◆ **Source passage**

-- -- --

On 3/27/20 8:06 PM, Joe Stringer wrote:
> On Thu, Mar 26, 2020 at 2:07 PM Alexei Starovoitov
> <alexei.starovoitov@...il.com> wrote:
>> The second concern was pruning, but iirc the experiments were inconclusive.
>> selftests/bpf only has old fb progs. Hence, I think, the step zero is for
>> everyone to contribute their bpf programs written in C. If we have both
>> cilium and cloudflare progs as selftests it will help a lot to guide such long
>> lasting verifier decisions.
> 
> How would you like to handle program changes over time for this?
> 
> In Cilium community we periodically rebuild bpf-next VM images for
> testing, and run every pull request against those images[0]. We also
> test against specific older kernels, currently 4.9 and 4.19. This
> allows us to get some sense for the impact of upstream changes while
> developing Cilium features, but unfortunately doesn't allow everyone
> using kernel selftests to get that feedback at least from the kernel
> tree. We also have a verifier complexity test script where we compile
> with the maximum number of features (to ideally generate the most
> complex programs possible) then attempt to load all of the various
> programs, and output the complexity count that the kernel reports[1,2]
> which we can track over time.
> 
> However Cilium BPF programs are actively developing and even if we
> merge these programs into the kernel tree, they will get out-of-date
> quickly. Up until recently everything was verifying fine compiling
> with LLVM7 and loading into bpf-next. Over the past month we started
> noticing new issues not with the existing implementation, but in *new*
> BPF features. As we increased complexity, our CI started failing
> against bpf-next[3] while they loaded fine on older kernels. We ended
> up mitigating by upgrading to LLVM-10. Long story short, there's
> several moving parts; changing BPF program implementations, changing
> the compiler toolchain, changing the kernel verifier. So my question
> is basically, where's the line of responsibility for what the kernel
> selftests are responsible for vs integration tests? How do we maintain
> those over time as the BPF programs and compiler changes?

I wonder whether it would make sense to create test cases which are based
on our cilium/cilium:latest docker image. Those would be run as part of
BPF kernel selftests as well as part of our own CI for every PR. I think
it could be some basic connectivity test, service mapping, etc with a
bunch of application containers.

-- -- --

◆ **Items**
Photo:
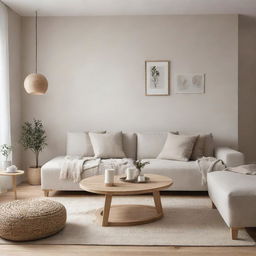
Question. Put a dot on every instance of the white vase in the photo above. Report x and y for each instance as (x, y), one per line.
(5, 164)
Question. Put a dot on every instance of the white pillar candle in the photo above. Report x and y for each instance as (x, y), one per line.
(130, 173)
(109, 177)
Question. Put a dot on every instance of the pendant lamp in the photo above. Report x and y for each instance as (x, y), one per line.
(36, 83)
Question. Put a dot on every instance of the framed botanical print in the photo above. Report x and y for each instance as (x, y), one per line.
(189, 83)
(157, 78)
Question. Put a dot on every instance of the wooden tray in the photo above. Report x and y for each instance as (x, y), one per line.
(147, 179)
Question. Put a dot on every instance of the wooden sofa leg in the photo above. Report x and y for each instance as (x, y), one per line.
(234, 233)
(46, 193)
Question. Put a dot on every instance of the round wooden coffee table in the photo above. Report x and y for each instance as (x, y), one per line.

-- -- --

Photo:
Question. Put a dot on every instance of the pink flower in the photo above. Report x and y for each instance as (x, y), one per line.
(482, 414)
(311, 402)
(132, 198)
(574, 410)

-- -- --

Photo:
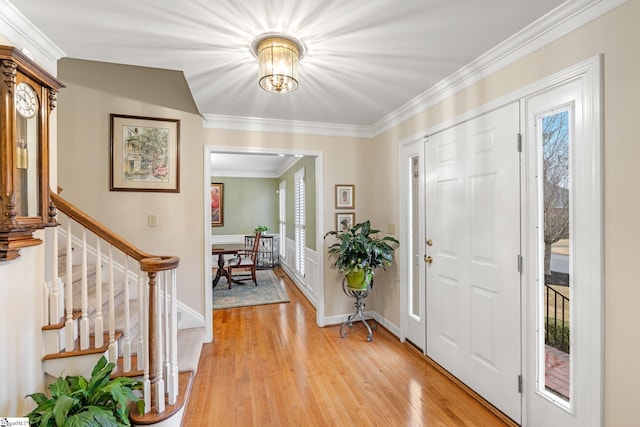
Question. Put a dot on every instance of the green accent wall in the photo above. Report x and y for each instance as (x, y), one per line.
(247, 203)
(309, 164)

-- -- --

According to the mailing-list excerpt, why does Cilium's verifier complexity test script compile with the maximum number of features? Answer in one to three sentences.

◆ **The reply**
The script compiles with the maximum number of features to ideally generate the most complex programs possible. It then loads all of the programs and outputs the complexity count the kernel reports, which can be tracked over time.